# the number of trailing zeros in a factorial of a given number - Ruby

Having a little trouble trying calculate the number of trailing zeros in a factorial of a given number. This is one of the challenges from Codewars- can't get mine to pass.

zeros(12) = 2 #=> 1 * 2 * 3 .. 12 = 479001600

I think I'm on the wrong path here and there is probably a more elegant ruby way. This is what I have down so far.

def zeros(n) x = (1..n).reduce(:*).to_s.scan(/[^0]/) return 0 if x == [] return x[-1].length if x != [] end

## Answers

This is more of a math question. And you're right, you are off on a wrong path. (I mean the path you are on is going to lead to a very inefficient solution)

Try to reduce the problem mathematically first. (BTW you are shooting for a log N order algorithm.)

In my answer I will try to skip a few steps, because it seems like a homework question.

The number of trailing zeros is going to be equal to the total power of 5s in the multiplication of the series.

------------------------------------------------------------------------

▶ [COMPLETE THE FOLLOWING]
1. In the thread on trailing zeros in factorials, what does the answer say the number of trailing zeros will equal?
2. Please continue the thread on trailing zeros in factorials from the point where it stops.
The data that comes next is not needed for anything here.

------------------------------------------------------------------------

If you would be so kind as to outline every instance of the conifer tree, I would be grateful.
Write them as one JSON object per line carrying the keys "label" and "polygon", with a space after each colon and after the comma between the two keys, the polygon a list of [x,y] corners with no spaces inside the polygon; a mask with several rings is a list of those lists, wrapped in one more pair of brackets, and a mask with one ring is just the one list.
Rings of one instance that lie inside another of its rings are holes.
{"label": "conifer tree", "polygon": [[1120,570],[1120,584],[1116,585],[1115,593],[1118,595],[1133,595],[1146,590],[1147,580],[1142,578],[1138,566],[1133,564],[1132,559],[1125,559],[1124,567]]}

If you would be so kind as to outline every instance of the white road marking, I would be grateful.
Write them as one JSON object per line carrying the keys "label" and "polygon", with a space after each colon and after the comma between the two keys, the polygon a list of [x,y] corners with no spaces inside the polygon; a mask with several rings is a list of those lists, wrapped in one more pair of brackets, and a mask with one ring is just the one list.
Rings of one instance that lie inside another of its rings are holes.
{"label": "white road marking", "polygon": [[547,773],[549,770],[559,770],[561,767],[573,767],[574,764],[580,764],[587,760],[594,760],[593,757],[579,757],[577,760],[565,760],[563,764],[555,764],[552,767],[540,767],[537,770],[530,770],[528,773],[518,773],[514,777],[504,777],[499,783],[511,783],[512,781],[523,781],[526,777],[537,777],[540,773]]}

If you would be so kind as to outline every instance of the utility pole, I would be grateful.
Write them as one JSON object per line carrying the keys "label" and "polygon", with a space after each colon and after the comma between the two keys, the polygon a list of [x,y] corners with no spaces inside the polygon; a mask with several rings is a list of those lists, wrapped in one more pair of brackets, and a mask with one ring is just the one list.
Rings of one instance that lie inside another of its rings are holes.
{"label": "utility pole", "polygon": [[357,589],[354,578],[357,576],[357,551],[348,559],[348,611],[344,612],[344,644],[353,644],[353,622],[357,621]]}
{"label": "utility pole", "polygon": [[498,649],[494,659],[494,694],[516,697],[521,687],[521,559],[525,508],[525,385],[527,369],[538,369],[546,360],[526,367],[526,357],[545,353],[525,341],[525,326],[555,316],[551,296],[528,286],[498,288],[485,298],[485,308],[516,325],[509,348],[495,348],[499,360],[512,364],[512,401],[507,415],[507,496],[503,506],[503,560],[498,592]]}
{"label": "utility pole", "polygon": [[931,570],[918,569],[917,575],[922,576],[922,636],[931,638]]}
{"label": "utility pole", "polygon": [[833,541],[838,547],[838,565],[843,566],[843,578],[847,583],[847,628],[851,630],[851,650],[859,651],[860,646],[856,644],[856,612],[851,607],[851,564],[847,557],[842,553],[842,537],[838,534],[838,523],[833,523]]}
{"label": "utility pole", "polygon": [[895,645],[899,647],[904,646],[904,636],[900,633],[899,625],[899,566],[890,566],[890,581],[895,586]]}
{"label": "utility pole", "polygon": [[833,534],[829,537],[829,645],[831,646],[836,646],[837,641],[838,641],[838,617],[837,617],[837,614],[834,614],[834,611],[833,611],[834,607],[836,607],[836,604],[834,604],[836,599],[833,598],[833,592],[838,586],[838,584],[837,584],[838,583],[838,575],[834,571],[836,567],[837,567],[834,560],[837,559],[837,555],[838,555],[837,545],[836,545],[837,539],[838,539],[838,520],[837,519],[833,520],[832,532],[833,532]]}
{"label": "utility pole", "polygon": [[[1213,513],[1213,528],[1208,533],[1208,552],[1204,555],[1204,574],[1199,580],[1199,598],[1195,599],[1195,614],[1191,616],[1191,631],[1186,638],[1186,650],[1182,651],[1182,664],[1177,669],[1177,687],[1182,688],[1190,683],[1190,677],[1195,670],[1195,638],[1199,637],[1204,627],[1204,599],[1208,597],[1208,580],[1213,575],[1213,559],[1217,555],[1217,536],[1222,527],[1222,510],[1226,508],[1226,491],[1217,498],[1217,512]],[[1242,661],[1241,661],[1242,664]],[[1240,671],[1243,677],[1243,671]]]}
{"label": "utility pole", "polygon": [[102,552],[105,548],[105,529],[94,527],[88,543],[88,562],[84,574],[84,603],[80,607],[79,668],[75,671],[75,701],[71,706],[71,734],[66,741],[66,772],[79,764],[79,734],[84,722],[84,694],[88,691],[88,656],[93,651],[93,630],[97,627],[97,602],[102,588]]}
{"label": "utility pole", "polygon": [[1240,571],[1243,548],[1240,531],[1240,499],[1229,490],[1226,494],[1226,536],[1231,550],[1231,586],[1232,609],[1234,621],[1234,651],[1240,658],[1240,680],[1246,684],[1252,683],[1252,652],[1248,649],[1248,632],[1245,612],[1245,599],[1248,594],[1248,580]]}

------------------------------------------------------------------------

▶ [REPLIES]
1. The total power of 5s in the multiplication of the series.

2.
the numbers between 1 and n will have n/5, n/25, n/125 numbers which are multiples of 5s, 25s, 125s respectively... and so on.

Try to take these hints and come up with an algorithm to count how many powers of 10 will be crammed in to that factorial.

##### Spoilers Ahead

I've decided to explain in detail below so if you want to try and solve it yourself then stop reading, try to think about it and then come back here.

Here is a step by step reduction of the problem

##### 1.

The number of trailing zeros in a number is equivalent to the power of 10 in the factor of that number

e.g.

- 40 = 4 * 10^1 and it has 1 trailing zero
- 12 = 3 * 4 * 10^0 so it has 0 trailing zeros
- 1500 = 3 * 5 * 10^2 so it has 2 trailing zeros

##### 2.

The number power of 10 in the factors is the same as the minimum of the power of 2 and power of 5 in the factors

e.g.

- 50 = 2^1 * 5^2 so the minimum power is 1
- 300 = 3^1 * 2^2 * 5^2 so the minimum is 2 (we are only concerned with the minimum of the powers of 2 and 5, so ignore powers of 3 and all other prime factors)

##### 3.

In any factorial there will be many more powers of 2 than the powers of 5

e.g.

- 5! = 2^3 * 3^1 * 5^1
- 10! = 2^8 * 3^4 * 5^2 * 7^1

As you can see the power of 2 is going to start increasing much faster so the power of 5 will be the minimum of the two.

Hence all we need to do is count the power of 5 in the factorial.

##### 4.

Now lets focus on the power of 5 in any n!

- 4! ~ 5^0
- 5! ~ 5^1 (up to 9!)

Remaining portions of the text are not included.